┌─ Extrait
# MacBook Pro 13" Touchbar 2018 + Windows 10 x64 + XG Station Pro



## mike1990 (10 Février 2019)

Bonjour,

J'ai un MacBook Pro 13 pouces Touchbar de 2018 sur lequel je viens tout juste d'installer Windows 10 Pro x64 avec l'utilitaire Bootcamp. J'ai fait toutes les mises à jour, y compris sous MacOS, mais certains pilotes ne semblent pas avoir été installés et je soupçonne que ce soit la raison qui fait que le XG Station Pro fait planter mon ordinateur dès que je le branche sur un port Thunderbolt 3.

Je ne sais pas dans quel mesure c'est important d'avoir tous les pilotes installés mais je souhaiterais au moins savoir à quoi ces périphériques correspondent et s'ils sont la raison du blue screen qui survient à chaque fois que je branche le câble du XG Station Pro ou s'il s'agit d'un autre problème...

Dans un second message je vais détailler les étapes de configuration du XG Station Pro. Peut-être qu'un expert passera sur ce post et trouvera une erreur que j’aurais fait.

Merci d'avance pour tout les conseils qui me permettront de faire fonctionner ce bidule sur mon Mac.

*PS : Configuration *
Ordinateur : MacBook Pro Touchbar 13" 2018
OS Windows : Windows 10 Pro x64 version 1809
Carte graphique externe sur Thunderbolt 3 : XG Station Pro + Asus Strix RTX 2070


----------
└─
┌─ Extraits des items
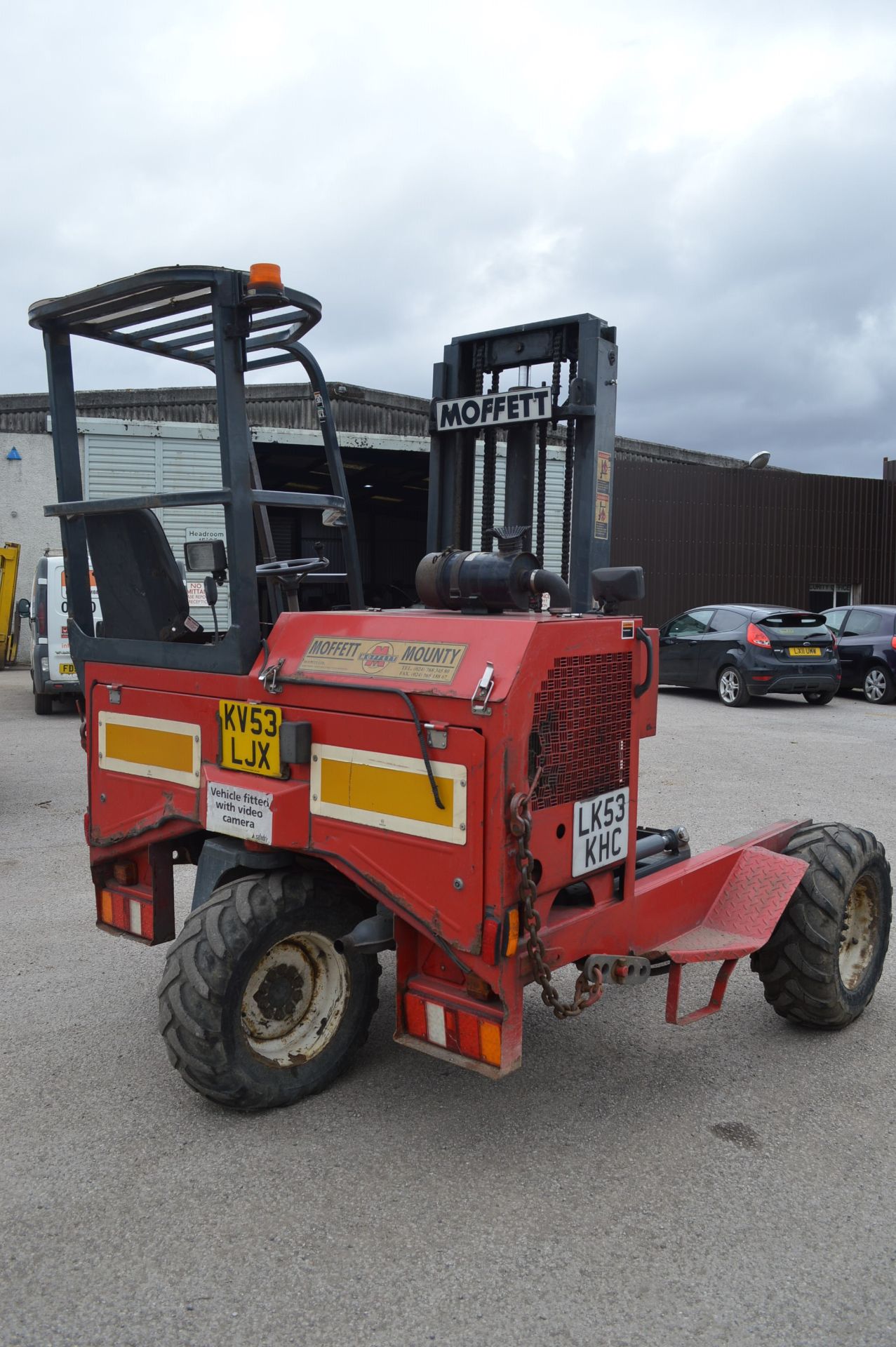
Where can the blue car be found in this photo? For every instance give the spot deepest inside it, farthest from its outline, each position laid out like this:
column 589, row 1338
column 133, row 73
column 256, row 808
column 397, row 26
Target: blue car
column 867, row 648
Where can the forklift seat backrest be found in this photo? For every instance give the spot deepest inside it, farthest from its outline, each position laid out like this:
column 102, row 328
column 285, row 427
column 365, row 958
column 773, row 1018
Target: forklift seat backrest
column 139, row 585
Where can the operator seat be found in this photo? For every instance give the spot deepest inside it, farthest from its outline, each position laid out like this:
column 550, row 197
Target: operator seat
column 142, row 593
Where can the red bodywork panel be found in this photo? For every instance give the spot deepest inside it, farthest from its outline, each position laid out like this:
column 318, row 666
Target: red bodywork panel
column 562, row 699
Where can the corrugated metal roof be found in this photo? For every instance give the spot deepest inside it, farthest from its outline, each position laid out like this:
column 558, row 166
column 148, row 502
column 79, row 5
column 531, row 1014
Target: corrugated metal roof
column 370, row 411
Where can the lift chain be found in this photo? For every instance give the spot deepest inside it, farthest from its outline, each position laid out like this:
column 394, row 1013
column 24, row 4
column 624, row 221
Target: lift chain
column 542, row 448
column 490, row 462
column 568, row 481
column 588, row 991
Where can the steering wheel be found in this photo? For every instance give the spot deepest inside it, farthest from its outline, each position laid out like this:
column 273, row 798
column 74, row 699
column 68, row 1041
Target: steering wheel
column 297, row 566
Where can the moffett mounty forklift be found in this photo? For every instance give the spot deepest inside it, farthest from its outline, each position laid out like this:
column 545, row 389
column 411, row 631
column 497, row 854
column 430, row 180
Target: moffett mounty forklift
column 457, row 780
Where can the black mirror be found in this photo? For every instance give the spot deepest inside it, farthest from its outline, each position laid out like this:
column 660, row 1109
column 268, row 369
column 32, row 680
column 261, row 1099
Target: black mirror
column 615, row 585
column 209, row 556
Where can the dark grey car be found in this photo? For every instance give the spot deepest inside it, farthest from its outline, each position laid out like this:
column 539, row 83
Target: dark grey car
column 744, row 651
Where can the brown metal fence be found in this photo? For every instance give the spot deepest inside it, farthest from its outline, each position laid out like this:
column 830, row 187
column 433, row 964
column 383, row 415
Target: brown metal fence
column 713, row 535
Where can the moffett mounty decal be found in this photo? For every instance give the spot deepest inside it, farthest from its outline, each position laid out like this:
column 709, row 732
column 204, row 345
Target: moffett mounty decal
column 411, row 662
column 493, row 410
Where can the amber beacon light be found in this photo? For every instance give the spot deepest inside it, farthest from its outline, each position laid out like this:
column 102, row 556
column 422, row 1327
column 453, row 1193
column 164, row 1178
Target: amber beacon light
column 265, row 276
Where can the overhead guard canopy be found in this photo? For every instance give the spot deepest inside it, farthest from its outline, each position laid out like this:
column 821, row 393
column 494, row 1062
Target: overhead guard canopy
column 168, row 311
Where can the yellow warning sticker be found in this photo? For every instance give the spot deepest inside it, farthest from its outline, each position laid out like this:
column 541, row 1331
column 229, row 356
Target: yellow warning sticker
column 410, row 662
column 386, row 791
column 603, row 515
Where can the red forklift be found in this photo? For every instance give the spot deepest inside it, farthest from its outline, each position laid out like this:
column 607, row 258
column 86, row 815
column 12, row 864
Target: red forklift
column 456, row 780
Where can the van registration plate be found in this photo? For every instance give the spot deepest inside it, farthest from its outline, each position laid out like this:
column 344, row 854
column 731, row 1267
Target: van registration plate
column 600, row 831
column 251, row 737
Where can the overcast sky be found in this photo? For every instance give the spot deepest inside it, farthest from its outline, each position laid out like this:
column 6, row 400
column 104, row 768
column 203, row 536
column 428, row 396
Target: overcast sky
column 716, row 180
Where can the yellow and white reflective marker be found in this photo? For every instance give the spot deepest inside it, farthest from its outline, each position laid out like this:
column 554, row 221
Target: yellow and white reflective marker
column 142, row 745
column 387, row 791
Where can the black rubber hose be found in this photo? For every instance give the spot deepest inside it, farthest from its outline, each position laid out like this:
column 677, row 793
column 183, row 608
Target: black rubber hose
column 546, row 582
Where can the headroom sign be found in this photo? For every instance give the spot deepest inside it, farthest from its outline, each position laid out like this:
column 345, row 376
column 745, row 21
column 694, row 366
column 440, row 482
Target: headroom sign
column 410, row 662
column 492, row 410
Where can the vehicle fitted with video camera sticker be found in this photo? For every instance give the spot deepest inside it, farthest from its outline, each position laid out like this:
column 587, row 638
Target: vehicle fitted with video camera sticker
column 456, row 782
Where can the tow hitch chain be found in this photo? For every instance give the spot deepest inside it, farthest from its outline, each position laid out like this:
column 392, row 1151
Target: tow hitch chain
column 589, row 985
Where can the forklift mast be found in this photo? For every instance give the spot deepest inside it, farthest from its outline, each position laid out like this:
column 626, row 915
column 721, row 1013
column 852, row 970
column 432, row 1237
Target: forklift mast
column 582, row 354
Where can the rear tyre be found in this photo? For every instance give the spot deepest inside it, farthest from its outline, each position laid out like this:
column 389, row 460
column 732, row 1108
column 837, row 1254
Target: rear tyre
column 827, row 954
column 732, row 688
column 256, row 1005
column 878, row 686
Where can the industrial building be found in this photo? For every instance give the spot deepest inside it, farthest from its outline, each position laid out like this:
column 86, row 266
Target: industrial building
column 705, row 527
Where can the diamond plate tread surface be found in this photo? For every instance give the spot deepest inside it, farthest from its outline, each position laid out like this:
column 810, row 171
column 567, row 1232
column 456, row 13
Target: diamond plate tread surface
column 745, row 911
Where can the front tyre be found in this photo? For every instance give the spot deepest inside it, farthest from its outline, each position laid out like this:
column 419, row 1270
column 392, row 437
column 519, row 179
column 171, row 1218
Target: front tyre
column 827, row 954
column 258, row 1007
column 732, row 688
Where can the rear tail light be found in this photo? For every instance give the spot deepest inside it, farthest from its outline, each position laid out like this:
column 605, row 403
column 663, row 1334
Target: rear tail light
column 124, row 912
column 502, row 938
column 453, row 1029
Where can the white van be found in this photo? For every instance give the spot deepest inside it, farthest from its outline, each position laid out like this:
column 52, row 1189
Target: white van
column 53, row 673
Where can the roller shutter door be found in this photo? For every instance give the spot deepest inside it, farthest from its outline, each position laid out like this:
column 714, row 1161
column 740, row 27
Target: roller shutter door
column 134, row 465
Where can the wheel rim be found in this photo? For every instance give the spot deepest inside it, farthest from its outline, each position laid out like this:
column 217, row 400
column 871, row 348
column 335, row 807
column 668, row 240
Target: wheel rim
column 295, row 1000
column 859, row 932
column 875, row 685
column 729, row 686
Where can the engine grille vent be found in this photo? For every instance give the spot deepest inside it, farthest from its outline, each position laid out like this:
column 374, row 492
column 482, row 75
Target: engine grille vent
column 581, row 729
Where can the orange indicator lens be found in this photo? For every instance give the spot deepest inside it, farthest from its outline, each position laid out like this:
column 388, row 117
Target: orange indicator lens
column 265, row 274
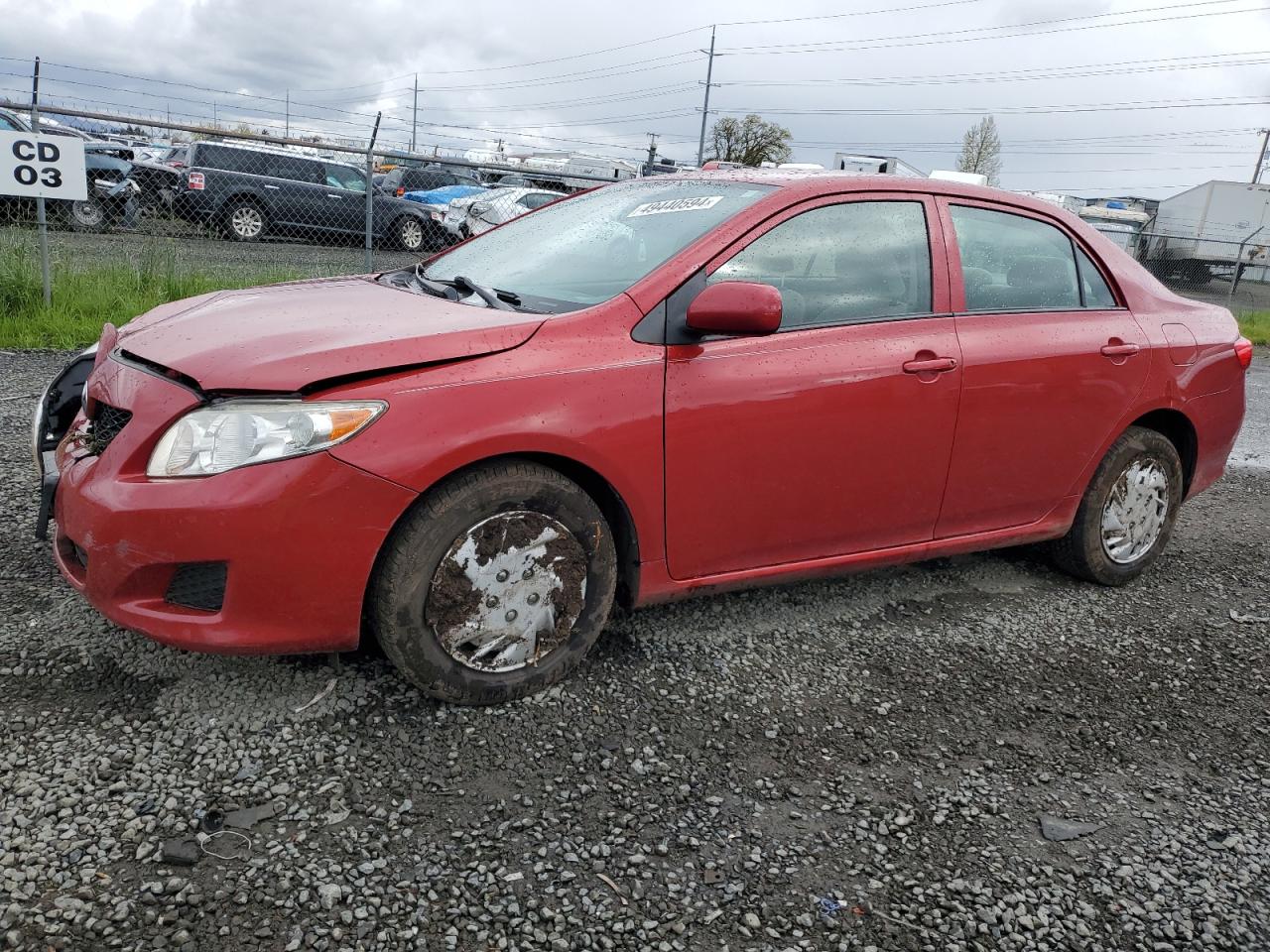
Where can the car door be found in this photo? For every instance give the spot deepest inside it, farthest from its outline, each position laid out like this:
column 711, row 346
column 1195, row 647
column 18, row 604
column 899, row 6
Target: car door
column 293, row 189
column 344, row 198
column 1052, row 363
column 833, row 434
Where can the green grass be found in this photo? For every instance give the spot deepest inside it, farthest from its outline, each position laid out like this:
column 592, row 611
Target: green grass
column 87, row 295
column 1255, row 325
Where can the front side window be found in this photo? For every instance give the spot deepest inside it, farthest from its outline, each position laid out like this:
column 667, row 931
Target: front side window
column 842, row 263
column 1012, row 263
column 588, row 249
column 536, row 199
column 286, row 167
column 343, row 177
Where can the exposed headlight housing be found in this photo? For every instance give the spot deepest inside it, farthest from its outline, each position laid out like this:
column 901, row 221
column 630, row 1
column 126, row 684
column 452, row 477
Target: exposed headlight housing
column 244, row 431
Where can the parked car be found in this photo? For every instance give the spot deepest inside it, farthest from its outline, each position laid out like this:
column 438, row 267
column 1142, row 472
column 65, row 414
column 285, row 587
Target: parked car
column 494, row 208
column 436, row 202
column 250, row 193
column 403, row 179
column 662, row 388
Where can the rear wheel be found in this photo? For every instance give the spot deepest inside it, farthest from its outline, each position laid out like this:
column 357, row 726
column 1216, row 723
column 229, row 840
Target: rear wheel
column 1128, row 512
column 495, row 584
column 408, row 232
column 244, row 221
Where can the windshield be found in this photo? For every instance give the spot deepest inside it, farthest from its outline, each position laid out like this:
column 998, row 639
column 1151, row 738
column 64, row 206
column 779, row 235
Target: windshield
column 588, row 249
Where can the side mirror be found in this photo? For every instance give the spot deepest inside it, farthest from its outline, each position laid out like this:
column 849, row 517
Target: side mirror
column 735, row 307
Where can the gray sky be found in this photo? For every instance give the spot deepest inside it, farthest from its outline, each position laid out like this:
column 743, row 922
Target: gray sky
column 1176, row 96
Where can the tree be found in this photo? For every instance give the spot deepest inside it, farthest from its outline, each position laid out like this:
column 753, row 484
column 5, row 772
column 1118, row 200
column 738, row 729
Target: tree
column 749, row 141
column 980, row 150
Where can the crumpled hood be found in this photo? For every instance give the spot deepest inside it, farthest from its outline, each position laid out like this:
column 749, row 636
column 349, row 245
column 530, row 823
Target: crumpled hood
column 286, row 336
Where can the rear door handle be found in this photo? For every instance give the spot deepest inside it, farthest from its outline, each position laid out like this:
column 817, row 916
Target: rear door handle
column 934, row 365
column 1119, row 349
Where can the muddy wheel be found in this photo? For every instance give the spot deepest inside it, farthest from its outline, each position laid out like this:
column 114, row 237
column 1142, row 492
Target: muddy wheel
column 495, row 584
column 1128, row 512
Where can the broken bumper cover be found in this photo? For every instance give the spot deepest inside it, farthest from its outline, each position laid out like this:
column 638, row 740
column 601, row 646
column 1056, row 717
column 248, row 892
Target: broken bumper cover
column 270, row 558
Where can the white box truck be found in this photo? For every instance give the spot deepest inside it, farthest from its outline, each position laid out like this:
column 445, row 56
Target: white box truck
column 1198, row 234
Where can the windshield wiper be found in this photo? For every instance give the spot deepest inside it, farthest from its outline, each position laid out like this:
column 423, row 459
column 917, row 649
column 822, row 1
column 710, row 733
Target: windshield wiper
column 403, row 278
column 498, row 299
column 434, row 287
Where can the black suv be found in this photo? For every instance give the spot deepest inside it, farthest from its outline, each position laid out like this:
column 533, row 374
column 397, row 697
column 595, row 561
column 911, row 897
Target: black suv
column 250, row 193
column 402, row 179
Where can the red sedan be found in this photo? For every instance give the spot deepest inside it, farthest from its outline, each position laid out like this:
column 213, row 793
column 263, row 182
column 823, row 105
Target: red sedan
column 656, row 389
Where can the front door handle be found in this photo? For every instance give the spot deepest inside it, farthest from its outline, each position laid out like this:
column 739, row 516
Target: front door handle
column 1118, row 348
column 931, row 365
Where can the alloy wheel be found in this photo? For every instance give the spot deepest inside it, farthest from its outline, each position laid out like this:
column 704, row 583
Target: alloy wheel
column 246, row 221
column 508, row 592
column 1135, row 512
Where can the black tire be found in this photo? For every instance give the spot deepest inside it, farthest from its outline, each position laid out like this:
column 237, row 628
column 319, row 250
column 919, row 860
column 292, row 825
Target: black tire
column 89, row 214
column 409, row 234
column 243, row 220
column 1082, row 552
column 404, row 603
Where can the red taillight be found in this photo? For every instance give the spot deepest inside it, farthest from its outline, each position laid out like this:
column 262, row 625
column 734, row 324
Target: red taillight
column 1243, row 352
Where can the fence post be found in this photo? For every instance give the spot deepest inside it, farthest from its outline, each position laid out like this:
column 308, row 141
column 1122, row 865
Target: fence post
column 370, row 195
column 41, row 218
column 1238, row 266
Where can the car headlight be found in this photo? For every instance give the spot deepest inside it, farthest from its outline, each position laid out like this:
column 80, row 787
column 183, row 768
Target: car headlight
column 240, row 433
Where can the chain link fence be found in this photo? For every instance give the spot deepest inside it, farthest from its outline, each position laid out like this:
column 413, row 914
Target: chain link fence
└─
Consignes de travail:
(A) Recopiez tout le passage de l'extrait, depuis « Je ne sais pas » jusqu'à « d'un autre problème... ».
(B) D'après l'extrait, quelle carte graphique est branchée dans le XG Station Pro ?

Corrigé des consignes:
(A)
Je ne sais pas dans quel mesure c'est important d'avoir tous les pilotes installés mais je souhaiterais au moins savoir à quoi ces périphériques correspondent et s'ils sont la raison du blue screen qui survient à chaque fois que je branche le câble du XG Station Pro ou s'il s'agit d'un autre problème...

(B) Une Asus Strix RTX 2070.